* _Excerpt to read_
BEGIN
If you haven’t been watching Conyer’s hearing on C-SPAN3, you’ll want to find a replay of it at some point. It is like a parallel world where the truth is spoken, pollsters and consultants are ignored, and no one hesitates to say that the President and his whole national security apparatus should be frog-marched into Leavenworth prison.

Of course, those of us that have been following the Downing Street Minutes flap know that the President has committed high crimes. The Washington Post can go fuck themselves.

The Washington Post wrote this lead editorial which says that these memos were not given much play in the press because:

“They do not add a single fact to what was previously known about the administration’s pre-war deliberations.”

The New York Times can go fuck themselves. They tried this pathetic justification:

My checks find no basis for Ms. Lowe’s concern about censorship or undue outside pressures. Rather, it appears that key editors simply were slow to recognize that the minutes of a high-powered meeting on a life-and-death issue — their authenticity undisputed — probably needed to be assessed in some fashion for readers. Even if the editors decided it was old news that Mr. Bush had decided in July 2002 to attack Iraq or that the minutes didn’t provide solid evidence that the administration was manipulating intelligence, I think Times readers deserved to know that earlier than today’s article.
END
(Point-per-instance localization records)
BEGIN
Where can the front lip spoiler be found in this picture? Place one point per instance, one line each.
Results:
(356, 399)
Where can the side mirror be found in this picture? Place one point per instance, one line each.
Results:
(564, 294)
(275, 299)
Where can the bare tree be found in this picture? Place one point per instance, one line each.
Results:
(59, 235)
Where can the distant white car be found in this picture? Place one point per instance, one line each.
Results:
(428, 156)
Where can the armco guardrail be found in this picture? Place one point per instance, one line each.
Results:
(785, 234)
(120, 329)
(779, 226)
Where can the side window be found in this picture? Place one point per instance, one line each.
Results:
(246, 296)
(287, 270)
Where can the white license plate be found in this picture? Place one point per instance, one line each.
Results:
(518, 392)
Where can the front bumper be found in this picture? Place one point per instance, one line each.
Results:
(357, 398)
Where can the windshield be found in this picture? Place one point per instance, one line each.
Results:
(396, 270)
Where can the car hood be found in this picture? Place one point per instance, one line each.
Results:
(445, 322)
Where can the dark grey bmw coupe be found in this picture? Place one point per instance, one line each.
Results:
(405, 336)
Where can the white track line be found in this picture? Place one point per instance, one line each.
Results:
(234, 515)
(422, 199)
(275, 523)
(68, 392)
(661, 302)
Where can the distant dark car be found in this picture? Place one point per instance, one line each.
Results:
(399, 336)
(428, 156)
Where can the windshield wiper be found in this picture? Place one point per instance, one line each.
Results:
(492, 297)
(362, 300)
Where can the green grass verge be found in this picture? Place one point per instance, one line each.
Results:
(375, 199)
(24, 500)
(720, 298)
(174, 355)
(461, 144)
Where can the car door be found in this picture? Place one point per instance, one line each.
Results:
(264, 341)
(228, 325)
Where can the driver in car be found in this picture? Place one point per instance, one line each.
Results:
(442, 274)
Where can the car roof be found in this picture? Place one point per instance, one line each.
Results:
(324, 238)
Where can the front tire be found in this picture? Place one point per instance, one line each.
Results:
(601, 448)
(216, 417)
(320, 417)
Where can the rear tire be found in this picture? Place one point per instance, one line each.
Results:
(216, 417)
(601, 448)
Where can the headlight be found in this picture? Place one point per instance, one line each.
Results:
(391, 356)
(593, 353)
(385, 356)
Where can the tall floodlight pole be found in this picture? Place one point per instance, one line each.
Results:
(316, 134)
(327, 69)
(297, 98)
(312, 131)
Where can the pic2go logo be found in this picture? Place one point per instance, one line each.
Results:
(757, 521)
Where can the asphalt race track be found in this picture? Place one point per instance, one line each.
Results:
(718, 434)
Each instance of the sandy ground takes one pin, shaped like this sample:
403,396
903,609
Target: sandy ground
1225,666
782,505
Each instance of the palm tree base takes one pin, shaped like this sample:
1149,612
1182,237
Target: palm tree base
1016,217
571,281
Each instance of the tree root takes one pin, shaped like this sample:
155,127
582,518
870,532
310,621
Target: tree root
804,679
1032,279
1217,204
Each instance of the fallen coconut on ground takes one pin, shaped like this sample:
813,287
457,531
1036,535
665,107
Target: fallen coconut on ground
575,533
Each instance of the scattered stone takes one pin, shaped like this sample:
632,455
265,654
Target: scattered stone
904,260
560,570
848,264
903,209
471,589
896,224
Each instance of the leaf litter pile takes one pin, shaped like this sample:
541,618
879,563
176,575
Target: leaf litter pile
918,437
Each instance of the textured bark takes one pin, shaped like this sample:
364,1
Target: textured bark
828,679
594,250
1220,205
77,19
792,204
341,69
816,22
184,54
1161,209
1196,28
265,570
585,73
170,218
END
* _Work to complete_
1 - In the blog post about the Downing Street Minutes, which channel is airing Conyers's hearing?
2 - Take the blog post about the Downing Street Minutes further, starting after its last sentence and keeping its voice.
The records are separate material and have nothing to do with the text.

* _Answers per task_
1 - C-SPAN3.

2 -
This is all a charade. There were no drones, no scuds, no uranium, no connections to al-Qaeda, no potential for a mushroom cloud, no immanent threat, no conceivable legal pretense…

Clinton may have exaggerated the threat posed by Saddam in order to justify the continuance of our containment policy. But, he never fed an already traumatized public a steady diet of terror warnings, he never told them to buy duct tape, he never spent 300 billion dollars of their money to launch a preemptive war, he never sent Ms. Albright before the United Nations to give an intelligence assessment that was totally at odds with our intelligence community’s real intelligence assessment.

High crimes? In Conyer’s hearing room, no one is embarrassed to say it.